= Problem details =
Write out, please, the line containing "Task — for every instance of the firework burst, mark" together with all lines after it, up to and including the last one, with no other output.

......

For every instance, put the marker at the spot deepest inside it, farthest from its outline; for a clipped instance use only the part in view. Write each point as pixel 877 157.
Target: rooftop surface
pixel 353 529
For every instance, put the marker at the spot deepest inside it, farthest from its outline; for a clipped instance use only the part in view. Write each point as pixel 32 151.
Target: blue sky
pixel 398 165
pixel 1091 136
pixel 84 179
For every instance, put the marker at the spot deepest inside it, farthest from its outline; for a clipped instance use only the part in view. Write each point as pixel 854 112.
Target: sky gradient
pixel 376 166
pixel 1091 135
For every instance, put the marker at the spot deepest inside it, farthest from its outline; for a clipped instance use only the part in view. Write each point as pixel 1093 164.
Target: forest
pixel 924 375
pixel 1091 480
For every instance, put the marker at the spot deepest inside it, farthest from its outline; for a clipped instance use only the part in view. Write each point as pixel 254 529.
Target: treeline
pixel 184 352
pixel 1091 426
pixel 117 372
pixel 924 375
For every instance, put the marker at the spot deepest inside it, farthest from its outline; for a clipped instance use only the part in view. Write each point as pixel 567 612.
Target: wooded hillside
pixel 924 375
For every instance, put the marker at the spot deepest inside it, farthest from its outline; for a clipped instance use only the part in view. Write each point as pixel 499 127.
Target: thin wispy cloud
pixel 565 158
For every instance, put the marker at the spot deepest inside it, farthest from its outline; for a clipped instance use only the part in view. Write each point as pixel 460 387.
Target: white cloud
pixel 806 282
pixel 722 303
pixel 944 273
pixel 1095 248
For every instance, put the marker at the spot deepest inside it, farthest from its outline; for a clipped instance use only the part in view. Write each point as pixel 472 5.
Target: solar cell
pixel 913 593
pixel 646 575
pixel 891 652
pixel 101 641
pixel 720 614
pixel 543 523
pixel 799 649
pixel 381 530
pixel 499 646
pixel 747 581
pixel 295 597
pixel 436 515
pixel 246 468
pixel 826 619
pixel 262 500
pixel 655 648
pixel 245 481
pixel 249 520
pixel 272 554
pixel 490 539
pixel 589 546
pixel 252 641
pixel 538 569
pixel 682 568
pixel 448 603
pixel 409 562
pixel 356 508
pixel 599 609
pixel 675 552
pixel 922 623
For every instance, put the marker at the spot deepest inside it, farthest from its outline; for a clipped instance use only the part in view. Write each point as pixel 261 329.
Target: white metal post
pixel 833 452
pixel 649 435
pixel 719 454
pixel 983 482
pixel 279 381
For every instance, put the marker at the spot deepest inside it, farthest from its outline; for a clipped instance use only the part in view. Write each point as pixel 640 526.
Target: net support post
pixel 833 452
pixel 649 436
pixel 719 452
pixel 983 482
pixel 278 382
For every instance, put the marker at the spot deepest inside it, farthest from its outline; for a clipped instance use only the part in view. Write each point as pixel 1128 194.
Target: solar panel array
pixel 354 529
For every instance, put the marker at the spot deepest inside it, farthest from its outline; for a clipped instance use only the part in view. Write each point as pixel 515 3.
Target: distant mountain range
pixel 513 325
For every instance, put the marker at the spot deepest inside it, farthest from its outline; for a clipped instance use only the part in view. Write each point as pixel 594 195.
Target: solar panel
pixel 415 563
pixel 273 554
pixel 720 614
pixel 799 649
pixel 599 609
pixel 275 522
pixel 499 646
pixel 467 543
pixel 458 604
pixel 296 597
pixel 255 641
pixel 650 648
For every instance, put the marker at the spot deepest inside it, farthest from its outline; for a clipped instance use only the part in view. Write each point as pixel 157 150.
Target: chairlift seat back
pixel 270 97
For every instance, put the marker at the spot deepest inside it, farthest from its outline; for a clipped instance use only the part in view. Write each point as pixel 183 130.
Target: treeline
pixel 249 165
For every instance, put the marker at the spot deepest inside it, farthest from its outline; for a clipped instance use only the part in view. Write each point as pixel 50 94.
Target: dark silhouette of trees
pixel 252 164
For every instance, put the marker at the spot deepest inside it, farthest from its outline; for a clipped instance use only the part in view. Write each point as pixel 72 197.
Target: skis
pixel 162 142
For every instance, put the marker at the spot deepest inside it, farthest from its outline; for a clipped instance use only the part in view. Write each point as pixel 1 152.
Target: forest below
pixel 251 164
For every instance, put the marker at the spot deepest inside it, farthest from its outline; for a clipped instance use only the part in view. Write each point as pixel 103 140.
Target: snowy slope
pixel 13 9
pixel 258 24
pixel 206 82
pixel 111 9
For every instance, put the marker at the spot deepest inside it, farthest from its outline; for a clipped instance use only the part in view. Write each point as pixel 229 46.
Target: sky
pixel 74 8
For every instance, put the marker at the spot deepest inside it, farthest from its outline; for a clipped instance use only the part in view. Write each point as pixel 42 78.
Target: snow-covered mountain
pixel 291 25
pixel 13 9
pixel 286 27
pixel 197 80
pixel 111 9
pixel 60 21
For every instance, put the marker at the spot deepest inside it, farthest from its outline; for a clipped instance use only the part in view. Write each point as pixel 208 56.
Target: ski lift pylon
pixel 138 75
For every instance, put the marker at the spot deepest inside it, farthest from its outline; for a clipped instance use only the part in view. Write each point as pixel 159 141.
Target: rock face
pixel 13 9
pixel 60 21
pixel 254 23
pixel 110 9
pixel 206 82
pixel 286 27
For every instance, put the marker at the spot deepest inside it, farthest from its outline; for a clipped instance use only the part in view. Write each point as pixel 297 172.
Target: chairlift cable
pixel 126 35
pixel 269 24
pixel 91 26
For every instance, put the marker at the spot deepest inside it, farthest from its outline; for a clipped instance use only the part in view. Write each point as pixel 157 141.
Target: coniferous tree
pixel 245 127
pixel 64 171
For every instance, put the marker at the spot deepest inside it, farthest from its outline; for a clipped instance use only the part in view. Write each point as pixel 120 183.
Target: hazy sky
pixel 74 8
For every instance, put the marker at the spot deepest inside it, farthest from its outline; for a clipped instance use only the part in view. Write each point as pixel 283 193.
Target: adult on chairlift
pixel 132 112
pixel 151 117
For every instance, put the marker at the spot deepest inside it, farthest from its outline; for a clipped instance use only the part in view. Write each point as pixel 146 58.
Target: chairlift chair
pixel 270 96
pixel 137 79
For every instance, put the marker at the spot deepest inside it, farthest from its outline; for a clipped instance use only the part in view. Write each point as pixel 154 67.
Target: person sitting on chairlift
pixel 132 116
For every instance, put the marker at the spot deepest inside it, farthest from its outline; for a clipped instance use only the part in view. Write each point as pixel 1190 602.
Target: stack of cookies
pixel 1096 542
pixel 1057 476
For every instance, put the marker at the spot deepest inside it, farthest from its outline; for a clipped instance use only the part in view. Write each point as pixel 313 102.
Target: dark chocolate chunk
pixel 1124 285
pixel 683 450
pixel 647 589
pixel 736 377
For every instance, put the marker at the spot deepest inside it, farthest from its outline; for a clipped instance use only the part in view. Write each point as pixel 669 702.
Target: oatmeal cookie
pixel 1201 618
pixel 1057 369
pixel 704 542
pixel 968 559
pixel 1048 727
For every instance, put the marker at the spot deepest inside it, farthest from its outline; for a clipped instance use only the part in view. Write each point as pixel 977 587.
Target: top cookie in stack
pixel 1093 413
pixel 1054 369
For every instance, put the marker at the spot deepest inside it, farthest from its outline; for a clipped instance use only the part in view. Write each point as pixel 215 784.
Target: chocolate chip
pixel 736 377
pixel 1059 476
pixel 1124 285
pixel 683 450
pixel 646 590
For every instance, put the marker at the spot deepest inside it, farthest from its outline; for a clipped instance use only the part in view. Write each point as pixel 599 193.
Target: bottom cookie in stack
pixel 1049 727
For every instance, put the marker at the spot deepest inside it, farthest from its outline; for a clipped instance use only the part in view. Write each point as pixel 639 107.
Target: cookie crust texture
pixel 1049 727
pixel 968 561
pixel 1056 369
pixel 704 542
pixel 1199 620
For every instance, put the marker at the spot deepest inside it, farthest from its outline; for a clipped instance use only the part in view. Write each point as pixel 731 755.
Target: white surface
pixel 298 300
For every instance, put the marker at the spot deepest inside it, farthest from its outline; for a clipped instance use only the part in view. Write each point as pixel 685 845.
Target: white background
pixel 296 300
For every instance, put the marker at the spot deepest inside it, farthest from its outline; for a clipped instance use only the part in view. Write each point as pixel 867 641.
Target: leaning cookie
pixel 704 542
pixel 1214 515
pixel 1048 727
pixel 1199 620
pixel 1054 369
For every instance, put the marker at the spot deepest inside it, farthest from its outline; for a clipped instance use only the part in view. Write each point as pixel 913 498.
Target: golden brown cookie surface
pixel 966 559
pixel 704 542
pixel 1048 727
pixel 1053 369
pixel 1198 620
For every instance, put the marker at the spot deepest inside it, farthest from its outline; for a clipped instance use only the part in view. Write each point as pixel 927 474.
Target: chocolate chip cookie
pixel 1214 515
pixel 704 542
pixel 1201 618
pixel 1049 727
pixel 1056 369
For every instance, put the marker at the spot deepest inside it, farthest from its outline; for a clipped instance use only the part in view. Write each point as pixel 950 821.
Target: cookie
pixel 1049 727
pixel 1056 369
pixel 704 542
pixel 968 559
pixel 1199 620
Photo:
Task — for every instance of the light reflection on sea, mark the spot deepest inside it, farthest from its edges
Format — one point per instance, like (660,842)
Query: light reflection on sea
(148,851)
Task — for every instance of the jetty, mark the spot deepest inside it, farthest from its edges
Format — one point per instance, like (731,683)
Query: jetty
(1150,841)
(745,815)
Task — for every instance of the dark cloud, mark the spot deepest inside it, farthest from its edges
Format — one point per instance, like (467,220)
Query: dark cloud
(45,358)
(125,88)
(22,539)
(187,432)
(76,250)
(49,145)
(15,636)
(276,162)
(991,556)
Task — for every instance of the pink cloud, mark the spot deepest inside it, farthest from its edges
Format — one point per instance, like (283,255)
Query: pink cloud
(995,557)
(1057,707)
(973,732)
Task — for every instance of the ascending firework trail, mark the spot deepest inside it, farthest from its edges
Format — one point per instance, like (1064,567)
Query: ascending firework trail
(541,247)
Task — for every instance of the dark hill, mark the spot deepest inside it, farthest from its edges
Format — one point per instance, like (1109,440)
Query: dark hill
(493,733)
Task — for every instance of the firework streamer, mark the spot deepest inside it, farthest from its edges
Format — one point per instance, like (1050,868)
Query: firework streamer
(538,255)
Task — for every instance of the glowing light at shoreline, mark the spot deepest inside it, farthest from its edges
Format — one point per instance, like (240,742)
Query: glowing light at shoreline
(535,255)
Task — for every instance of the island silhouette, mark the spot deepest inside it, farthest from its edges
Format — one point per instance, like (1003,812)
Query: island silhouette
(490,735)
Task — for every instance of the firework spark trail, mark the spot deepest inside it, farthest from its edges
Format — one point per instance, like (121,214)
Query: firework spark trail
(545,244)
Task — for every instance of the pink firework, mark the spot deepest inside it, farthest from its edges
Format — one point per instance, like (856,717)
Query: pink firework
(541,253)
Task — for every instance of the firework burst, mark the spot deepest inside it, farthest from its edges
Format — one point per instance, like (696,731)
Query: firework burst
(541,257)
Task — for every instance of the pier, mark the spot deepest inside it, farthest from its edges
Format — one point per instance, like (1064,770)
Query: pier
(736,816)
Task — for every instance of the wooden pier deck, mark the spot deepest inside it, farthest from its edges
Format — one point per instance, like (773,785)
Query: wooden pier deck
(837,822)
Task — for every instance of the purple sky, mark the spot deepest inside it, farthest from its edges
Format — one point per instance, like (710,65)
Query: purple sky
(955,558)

......

= Full response =
Task — for every instance of the firework burst, mark the spot deepest inside it, farthest from its edges
Format — one point per instance, like (696,731)
Query: firework burst
(541,257)
Task — for every instance of the pier, mark the spot deepest inside it, farthest from its edges
Format — one point per instance, like (1064,770)
Query: pier
(736,816)
Task — for every instance of the wooden pier deck, mark the spot deepest inside it, farthest from its edges
Format — one point per instance, like (773,785)
Query: wooden pier deck
(837,822)
Task — for every instance of the purple sky, mark the spot deepest inside it, farthest from its edges
Format — one point per instance, like (710,65)
Query: purple sky
(955,558)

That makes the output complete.